Copy the material below verbatim, from its first line through the line containing "[462,378,538,497]", with both ends included.

Listed entries:
· · · · ·

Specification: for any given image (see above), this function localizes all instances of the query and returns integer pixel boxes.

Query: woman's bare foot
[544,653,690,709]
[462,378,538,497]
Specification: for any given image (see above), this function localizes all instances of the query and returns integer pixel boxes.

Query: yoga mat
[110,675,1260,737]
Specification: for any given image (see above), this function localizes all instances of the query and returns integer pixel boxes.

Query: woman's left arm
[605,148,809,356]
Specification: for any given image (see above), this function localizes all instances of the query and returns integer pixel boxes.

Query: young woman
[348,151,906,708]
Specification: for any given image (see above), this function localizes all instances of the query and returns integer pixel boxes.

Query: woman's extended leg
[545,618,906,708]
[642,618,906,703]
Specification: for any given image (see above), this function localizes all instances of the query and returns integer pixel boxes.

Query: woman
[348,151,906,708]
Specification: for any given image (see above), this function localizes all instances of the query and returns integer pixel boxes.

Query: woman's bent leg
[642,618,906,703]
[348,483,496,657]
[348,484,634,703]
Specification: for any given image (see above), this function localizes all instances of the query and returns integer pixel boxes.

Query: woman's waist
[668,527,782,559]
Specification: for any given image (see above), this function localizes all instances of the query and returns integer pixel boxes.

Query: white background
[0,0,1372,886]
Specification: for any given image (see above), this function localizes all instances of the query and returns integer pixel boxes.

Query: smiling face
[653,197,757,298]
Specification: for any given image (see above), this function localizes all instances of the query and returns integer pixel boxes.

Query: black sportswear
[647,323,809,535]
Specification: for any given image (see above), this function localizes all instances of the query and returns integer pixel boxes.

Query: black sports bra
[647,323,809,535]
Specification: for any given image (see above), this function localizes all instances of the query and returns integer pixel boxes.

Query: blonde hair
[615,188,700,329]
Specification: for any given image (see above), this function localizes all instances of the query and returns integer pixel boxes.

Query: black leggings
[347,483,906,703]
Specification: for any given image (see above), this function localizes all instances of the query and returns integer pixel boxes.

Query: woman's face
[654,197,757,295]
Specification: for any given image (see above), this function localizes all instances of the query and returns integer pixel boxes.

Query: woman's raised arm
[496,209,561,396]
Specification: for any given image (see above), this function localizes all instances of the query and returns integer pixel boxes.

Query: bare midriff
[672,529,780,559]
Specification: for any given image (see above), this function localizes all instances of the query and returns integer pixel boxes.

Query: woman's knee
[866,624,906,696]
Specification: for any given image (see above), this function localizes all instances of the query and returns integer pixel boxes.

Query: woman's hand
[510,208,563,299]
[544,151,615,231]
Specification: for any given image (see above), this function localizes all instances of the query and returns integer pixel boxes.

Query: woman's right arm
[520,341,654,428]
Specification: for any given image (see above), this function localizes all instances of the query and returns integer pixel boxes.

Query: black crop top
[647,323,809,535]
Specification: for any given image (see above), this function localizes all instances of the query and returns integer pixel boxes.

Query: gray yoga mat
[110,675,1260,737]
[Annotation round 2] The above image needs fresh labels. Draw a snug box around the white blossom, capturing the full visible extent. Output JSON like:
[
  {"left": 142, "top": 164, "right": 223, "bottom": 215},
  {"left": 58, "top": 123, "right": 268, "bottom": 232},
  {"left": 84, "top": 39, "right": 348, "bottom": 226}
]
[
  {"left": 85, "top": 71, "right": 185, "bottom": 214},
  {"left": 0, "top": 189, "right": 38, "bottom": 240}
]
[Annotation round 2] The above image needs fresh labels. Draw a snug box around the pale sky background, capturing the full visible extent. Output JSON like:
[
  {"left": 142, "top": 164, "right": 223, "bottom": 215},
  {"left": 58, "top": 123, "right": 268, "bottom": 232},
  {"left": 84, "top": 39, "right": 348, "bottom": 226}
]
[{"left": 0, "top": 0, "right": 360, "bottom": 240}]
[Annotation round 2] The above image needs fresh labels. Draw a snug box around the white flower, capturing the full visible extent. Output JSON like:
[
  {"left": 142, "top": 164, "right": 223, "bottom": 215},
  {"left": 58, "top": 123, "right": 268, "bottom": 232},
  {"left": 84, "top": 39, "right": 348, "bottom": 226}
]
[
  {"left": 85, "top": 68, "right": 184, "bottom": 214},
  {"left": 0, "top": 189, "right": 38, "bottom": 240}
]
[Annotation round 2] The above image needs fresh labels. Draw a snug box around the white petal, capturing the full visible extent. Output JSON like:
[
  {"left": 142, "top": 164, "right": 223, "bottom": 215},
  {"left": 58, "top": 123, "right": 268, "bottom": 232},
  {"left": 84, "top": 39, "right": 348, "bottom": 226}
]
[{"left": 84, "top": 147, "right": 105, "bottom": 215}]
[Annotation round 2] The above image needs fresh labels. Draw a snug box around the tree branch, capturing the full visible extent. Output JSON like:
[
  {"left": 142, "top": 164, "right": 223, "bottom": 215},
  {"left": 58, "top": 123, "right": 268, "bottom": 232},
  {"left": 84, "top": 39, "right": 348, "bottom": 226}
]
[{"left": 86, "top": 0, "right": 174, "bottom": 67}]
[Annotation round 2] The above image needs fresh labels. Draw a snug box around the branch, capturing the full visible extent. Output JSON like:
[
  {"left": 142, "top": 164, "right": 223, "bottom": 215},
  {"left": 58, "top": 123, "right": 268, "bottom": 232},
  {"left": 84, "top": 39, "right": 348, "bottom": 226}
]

· · · · ·

Task solution:
Specification: for any given image (see above), this function localizes all instances of the query and returns integer pixel boxes.

Query: woman's bare foot
[544,653,690,709]
[462,378,538,497]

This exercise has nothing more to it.